◆ Prompt ◆
Extract every line of the material below that contains the string "concrete", treating uppercase and lowercase letters as distinct.

--

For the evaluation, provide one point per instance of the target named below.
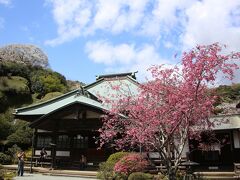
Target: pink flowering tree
(172, 107)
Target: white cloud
(71, 17)
(124, 57)
(212, 21)
(5, 2)
(190, 22)
(77, 18)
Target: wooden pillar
(54, 144)
(33, 149)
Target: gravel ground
(28, 176)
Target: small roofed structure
(67, 126)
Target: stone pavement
(28, 176)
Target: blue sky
(84, 38)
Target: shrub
(105, 171)
(106, 168)
(140, 176)
(12, 151)
(5, 159)
(131, 163)
(1, 172)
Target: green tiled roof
(54, 104)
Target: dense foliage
(24, 53)
(130, 163)
(24, 79)
(106, 169)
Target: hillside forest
(26, 78)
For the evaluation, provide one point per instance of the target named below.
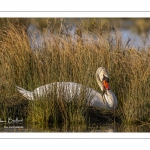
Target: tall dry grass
(62, 58)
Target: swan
(106, 99)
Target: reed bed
(63, 58)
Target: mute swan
(106, 100)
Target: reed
(62, 58)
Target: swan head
(102, 78)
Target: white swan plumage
(106, 100)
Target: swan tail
(25, 93)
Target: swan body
(70, 90)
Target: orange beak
(106, 85)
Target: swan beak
(106, 85)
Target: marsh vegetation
(62, 57)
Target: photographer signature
(12, 121)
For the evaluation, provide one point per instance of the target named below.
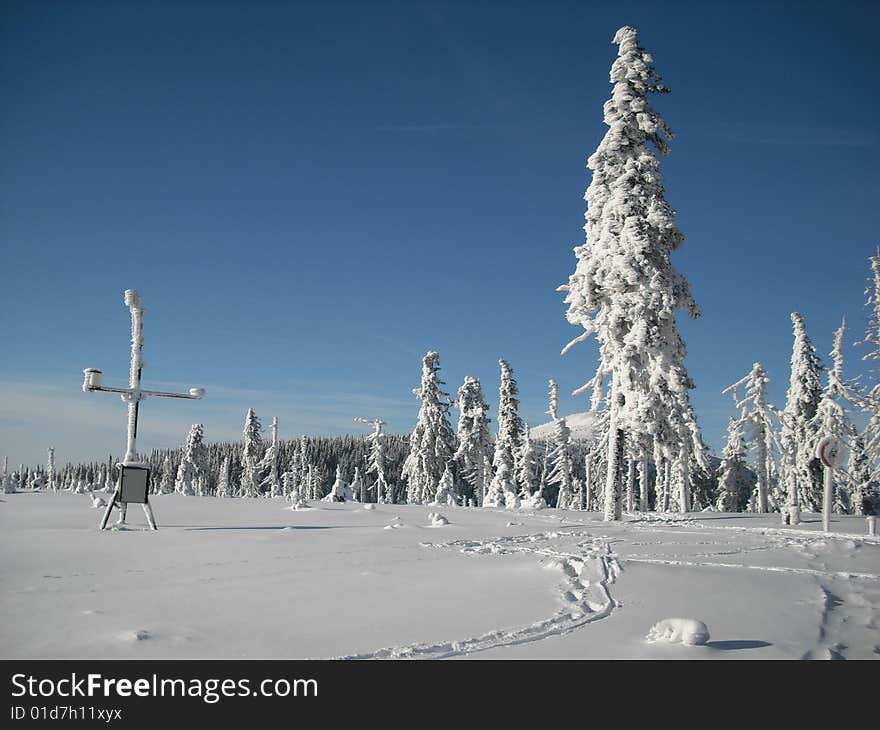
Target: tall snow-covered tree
(833, 418)
(624, 288)
(269, 465)
(561, 472)
(797, 440)
(376, 459)
(871, 432)
(191, 472)
(250, 457)
(474, 441)
(734, 480)
(757, 418)
(51, 482)
(432, 442)
(510, 425)
(224, 487)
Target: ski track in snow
(768, 568)
(584, 593)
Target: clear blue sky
(310, 196)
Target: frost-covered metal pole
(134, 394)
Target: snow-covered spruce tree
(51, 482)
(474, 441)
(833, 419)
(166, 484)
(624, 289)
(561, 471)
(432, 442)
(797, 441)
(250, 457)
(224, 488)
(510, 425)
(271, 483)
(445, 489)
(340, 491)
(191, 472)
(734, 480)
(860, 474)
(527, 466)
(871, 432)
(376, 463)
(756, 418)
(502, 488)
(357, 486)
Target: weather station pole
(133, 483)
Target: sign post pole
(829, 451)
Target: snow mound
(688, 631)
(139, 635)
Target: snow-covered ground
(249, 578)
(580, 424)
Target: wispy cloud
(87, 426)
(806, 136)
(430, 128)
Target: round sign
(829, 451)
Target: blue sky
(310, 196)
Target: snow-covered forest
(580, 536)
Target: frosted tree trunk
(763, 474)
(588, 482)
(684, 499)
(615, 441)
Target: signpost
(133, 483)
(829, 451)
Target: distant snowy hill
(581, 425)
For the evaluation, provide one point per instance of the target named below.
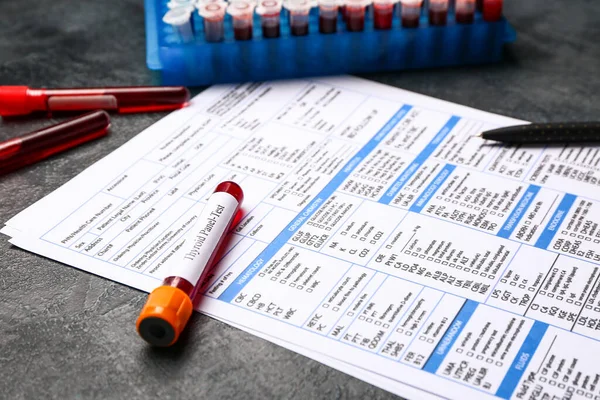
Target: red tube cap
(13, 100)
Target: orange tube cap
(164, 316)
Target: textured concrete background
(67, 334)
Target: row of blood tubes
(353, 13)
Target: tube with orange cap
(170, 306)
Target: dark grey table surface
(68, 334)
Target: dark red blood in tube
(327, 24)
(492, 10)
(383, 14)
(438, 17)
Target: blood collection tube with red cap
(270, 17)
(438, 12)
(213, 14)
(464, 11)
(299, 10)
(355, 14)
(383, 13)
(170, 306)
(181, 3)
(410, 13)
(180, 18)
(36, 146)
(328, 12)
(242, 11)
(21, 100)
(492, 10)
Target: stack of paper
(380, 236)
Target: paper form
(379, 232)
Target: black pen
(546, 133)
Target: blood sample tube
(180, 19)
(465, 11)
(242, 11)
(213, 14)
(269, 11)
(355, 14)
(492, 10)
(38, 145)
(299, 10)
(22, 100)
(170, 306)
(438, 12)
(410, 13)
(328, 11)
(181, 3)
(383, 12)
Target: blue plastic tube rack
(200, 63)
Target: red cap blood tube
(438, 12)
(22, 100)
(180, 19)
(213, 14)
(355, 14)
(465, 11)
(35, 146)
(242, 11)
(328, 11)
(492, 10)
(383, 12)
(270, 11)
(410, 13)
(299, 10)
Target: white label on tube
(204, 236)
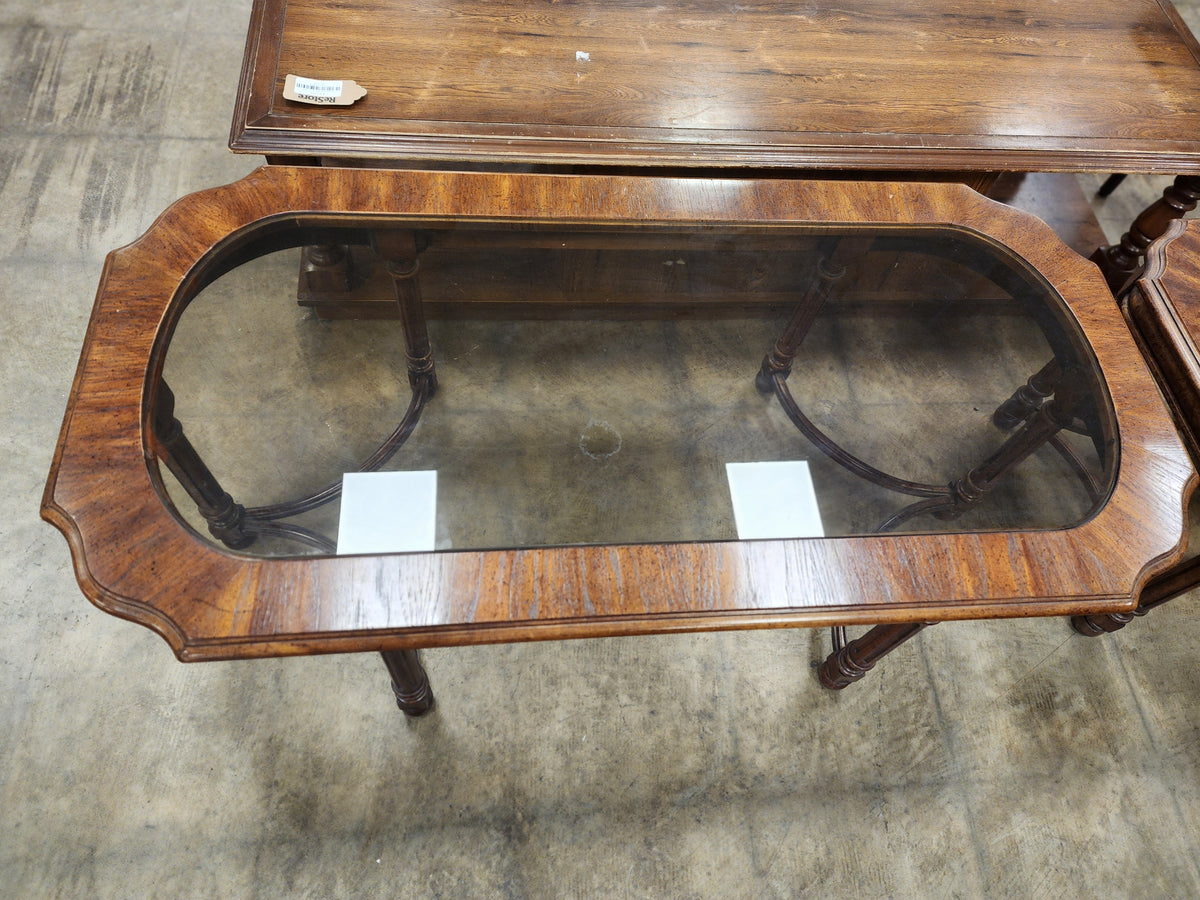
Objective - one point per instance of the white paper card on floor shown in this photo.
(774, 499)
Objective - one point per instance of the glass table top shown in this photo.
(606, 385)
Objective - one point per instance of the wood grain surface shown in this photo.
(862, 84)
(133, 558)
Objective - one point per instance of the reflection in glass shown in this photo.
(592, 387)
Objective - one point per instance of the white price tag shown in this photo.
(318, 91)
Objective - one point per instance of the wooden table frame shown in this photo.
(136, 559)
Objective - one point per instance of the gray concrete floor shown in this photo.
(1003, 759)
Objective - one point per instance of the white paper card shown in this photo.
(388, 513)
(774, 499)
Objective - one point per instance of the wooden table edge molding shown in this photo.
(264, 123)
(135, 559)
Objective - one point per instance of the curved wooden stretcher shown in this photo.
(136, 559)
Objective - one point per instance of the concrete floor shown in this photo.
(1005, 759)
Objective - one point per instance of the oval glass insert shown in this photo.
(534, 387)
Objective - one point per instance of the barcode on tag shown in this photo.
(321, 89)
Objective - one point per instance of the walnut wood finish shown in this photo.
(1164, 313)
(135, 558)
(409, 682)
(1122, 262)
(865, 84)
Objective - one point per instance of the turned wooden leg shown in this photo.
(1029, 397)
(1110, 184)
(779, 359)
(849, 664)
(1165, 587)
(400, 252)
(226, 519)
(409, 682)
(1122, 262)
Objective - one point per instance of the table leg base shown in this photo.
(849, 664)
(409, 682)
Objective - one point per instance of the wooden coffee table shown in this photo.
(937, 262)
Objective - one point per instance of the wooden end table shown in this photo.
(943, 90)
(816, 252)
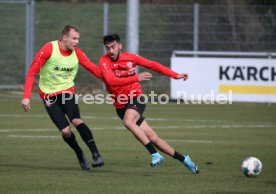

--

◆ Response ◆
Target: textured concrete background
Objective - one point per instance of the gray concrete floor shown in this photo.
Objective - one point per instance of the concrete floor shown in this photo.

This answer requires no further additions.